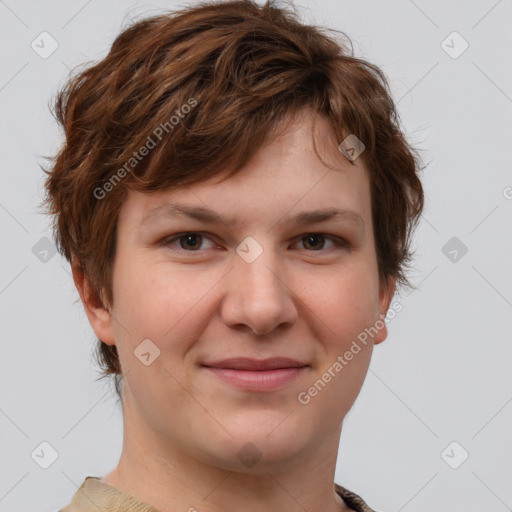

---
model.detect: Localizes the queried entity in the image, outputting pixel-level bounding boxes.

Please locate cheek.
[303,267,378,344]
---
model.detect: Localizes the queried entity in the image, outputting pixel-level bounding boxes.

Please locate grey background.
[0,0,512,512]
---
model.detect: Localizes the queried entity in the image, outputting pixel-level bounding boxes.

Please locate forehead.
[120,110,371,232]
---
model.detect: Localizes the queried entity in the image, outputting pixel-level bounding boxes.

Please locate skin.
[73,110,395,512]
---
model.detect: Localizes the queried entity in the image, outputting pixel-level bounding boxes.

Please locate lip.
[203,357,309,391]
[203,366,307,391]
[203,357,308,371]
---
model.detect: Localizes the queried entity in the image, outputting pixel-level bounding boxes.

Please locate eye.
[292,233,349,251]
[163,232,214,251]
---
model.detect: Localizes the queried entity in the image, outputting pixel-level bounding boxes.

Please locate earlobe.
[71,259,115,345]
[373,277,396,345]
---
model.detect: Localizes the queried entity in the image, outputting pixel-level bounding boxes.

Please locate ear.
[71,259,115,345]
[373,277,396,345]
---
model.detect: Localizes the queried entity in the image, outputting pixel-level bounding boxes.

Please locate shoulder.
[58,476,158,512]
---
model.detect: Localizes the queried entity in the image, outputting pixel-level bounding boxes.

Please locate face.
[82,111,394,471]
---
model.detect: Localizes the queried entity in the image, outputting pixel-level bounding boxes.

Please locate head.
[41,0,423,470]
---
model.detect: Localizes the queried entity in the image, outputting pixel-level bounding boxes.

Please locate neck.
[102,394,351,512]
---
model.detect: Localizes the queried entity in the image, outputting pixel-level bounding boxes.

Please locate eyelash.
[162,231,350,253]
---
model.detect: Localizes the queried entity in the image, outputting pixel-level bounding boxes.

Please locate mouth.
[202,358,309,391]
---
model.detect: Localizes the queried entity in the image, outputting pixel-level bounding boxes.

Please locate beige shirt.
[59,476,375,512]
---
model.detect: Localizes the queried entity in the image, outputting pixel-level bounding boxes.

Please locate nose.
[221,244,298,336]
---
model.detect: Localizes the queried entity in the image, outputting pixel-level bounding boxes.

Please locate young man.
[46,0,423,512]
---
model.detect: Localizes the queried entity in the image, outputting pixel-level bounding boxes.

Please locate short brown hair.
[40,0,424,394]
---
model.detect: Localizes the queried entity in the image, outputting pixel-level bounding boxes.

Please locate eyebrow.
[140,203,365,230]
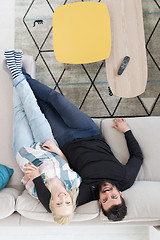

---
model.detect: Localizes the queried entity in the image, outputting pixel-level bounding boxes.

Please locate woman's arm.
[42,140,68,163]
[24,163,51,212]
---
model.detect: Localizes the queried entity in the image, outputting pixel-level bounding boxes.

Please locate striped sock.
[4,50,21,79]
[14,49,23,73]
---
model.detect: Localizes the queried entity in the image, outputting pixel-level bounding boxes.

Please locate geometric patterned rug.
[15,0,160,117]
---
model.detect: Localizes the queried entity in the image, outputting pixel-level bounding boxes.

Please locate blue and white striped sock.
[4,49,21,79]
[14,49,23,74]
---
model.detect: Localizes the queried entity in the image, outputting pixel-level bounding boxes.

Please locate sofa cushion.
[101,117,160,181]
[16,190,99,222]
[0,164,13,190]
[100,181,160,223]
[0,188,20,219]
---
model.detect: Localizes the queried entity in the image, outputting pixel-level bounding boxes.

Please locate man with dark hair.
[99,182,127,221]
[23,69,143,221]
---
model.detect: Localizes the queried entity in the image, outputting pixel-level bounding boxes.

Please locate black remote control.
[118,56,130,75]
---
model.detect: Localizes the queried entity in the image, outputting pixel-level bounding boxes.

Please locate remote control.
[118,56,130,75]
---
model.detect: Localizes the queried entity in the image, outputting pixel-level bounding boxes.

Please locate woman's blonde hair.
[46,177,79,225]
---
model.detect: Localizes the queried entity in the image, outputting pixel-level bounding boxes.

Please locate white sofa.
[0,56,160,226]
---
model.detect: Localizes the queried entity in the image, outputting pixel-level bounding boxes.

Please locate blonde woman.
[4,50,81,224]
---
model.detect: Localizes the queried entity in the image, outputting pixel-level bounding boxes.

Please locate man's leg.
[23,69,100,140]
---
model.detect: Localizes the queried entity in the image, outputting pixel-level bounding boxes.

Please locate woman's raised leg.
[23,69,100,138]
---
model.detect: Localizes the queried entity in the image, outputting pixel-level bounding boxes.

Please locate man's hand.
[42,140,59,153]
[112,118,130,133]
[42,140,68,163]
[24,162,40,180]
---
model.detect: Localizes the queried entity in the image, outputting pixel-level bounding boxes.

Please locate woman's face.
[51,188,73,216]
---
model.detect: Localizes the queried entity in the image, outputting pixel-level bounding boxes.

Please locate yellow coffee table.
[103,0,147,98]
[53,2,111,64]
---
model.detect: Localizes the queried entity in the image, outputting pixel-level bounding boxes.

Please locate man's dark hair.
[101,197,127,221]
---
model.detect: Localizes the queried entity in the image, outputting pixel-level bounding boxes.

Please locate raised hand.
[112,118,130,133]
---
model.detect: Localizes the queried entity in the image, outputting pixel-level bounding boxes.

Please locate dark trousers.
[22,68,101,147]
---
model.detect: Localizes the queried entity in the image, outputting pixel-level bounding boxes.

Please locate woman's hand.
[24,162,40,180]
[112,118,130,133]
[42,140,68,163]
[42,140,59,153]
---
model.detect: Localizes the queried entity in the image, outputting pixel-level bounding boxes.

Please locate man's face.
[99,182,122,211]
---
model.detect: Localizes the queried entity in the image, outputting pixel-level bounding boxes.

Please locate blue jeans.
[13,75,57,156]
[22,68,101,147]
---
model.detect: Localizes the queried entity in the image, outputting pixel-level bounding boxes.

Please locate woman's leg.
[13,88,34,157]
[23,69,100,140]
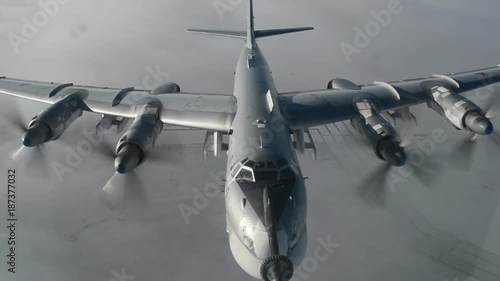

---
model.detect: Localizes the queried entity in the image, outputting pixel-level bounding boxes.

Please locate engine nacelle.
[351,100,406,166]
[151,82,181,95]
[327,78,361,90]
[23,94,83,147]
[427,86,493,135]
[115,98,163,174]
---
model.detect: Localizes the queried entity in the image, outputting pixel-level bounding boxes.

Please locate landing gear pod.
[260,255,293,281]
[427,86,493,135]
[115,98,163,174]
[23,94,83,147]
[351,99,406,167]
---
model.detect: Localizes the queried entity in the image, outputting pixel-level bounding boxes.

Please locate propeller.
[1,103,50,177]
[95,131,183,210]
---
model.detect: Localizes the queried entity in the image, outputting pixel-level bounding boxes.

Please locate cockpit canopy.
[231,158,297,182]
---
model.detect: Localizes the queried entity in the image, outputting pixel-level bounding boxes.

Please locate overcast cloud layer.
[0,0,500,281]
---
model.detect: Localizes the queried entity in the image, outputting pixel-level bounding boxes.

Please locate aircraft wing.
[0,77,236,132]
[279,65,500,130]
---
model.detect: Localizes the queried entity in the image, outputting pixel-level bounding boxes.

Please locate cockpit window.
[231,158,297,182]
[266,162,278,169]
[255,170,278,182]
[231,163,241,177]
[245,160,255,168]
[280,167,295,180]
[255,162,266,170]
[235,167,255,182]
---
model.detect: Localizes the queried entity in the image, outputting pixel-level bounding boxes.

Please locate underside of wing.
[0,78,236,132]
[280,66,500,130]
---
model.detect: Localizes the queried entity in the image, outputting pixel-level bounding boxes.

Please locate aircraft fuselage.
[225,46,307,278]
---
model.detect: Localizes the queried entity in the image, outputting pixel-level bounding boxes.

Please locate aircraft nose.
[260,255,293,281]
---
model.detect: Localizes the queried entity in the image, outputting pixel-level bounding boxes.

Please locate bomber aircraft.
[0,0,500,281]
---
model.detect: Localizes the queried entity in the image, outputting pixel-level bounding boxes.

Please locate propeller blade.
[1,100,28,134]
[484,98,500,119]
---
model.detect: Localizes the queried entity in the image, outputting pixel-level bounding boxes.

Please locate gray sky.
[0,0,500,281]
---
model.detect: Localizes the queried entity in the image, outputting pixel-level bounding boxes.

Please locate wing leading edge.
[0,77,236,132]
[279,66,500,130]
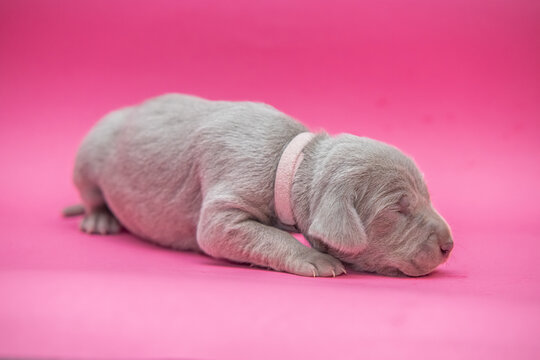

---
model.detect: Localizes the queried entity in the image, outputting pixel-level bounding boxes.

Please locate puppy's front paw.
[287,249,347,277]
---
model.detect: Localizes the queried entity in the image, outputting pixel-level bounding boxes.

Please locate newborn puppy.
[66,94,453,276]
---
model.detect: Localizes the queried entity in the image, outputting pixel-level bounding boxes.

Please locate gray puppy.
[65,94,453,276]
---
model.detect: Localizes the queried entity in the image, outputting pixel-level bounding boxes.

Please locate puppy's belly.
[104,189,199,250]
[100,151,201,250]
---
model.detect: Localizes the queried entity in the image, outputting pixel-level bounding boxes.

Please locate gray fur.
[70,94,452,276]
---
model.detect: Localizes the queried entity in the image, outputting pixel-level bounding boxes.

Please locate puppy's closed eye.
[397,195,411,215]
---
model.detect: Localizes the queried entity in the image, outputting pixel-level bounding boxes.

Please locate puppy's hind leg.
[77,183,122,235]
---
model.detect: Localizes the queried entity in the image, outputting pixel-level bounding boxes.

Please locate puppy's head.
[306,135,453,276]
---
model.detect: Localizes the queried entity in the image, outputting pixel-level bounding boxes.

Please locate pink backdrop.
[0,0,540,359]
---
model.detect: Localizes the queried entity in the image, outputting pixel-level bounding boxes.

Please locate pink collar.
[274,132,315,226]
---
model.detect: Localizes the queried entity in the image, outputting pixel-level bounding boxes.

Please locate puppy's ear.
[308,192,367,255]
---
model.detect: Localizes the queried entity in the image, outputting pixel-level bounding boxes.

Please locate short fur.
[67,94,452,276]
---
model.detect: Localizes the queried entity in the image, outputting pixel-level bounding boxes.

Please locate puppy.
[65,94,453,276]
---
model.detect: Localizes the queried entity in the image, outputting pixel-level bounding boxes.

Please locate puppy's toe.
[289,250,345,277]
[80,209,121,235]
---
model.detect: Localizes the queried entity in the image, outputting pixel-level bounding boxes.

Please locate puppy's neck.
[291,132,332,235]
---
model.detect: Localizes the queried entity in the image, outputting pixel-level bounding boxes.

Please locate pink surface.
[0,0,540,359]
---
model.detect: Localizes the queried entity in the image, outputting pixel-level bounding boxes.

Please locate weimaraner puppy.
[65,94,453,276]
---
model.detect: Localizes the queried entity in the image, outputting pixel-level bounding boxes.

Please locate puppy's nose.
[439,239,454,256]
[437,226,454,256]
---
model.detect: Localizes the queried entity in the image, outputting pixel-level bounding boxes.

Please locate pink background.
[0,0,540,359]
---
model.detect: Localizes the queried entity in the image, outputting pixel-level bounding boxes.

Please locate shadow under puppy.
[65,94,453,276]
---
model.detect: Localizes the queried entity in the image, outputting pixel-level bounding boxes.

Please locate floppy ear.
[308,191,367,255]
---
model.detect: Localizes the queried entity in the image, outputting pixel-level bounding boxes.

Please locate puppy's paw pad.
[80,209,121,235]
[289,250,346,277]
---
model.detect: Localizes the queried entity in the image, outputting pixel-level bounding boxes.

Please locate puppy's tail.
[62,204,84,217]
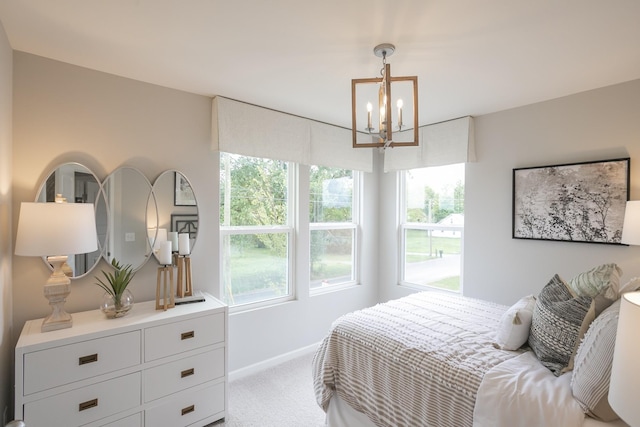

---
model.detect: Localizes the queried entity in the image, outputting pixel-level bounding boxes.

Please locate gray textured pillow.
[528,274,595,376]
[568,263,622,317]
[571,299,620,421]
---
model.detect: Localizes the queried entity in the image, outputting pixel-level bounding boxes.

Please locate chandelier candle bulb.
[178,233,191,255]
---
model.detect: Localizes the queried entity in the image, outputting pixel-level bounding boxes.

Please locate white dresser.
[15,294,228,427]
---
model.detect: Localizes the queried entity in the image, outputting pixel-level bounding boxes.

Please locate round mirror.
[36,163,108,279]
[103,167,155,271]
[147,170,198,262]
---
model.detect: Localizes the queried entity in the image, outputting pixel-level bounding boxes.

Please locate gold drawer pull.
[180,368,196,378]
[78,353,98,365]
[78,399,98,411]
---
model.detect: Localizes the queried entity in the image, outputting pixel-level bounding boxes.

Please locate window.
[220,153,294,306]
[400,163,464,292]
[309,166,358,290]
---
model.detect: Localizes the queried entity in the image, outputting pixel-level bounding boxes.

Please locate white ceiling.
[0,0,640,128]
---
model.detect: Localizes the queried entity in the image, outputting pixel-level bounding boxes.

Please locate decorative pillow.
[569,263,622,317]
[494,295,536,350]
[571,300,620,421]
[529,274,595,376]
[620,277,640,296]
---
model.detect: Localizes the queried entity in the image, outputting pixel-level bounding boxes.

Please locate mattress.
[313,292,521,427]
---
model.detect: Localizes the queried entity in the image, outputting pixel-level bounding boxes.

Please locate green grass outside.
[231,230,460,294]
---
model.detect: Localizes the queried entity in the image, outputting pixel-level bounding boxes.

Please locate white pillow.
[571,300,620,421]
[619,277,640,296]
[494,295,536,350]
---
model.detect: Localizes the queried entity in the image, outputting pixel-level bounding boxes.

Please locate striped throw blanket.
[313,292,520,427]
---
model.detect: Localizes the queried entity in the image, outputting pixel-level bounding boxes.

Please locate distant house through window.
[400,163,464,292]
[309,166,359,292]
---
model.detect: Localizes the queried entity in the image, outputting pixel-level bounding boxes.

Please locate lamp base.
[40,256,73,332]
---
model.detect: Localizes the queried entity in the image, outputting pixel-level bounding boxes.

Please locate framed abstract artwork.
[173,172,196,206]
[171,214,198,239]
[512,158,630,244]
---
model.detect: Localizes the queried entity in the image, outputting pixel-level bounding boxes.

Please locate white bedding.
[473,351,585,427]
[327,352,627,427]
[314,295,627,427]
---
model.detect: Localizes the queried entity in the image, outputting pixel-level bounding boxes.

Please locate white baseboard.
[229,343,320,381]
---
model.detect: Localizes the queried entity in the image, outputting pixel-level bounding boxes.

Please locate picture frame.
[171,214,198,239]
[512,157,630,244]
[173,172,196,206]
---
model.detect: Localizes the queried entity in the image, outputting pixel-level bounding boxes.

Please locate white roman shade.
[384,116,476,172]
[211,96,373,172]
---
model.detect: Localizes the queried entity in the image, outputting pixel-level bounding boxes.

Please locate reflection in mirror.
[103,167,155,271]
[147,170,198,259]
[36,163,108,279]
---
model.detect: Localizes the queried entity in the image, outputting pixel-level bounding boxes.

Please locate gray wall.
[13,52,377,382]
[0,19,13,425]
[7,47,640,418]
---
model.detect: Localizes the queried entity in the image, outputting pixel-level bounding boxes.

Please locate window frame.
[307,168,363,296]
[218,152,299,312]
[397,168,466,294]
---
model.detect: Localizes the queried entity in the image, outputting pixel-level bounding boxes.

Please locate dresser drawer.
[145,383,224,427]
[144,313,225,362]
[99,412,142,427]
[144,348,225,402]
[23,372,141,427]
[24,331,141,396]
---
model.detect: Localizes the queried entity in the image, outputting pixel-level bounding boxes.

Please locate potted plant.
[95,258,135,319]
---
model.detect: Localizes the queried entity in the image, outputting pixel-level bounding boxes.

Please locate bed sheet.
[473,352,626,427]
################
**Exercise**. How many lines of the listing above contain the string "striped"? Matching is case-sensitive. Give only the number.

**Exercise result**. 3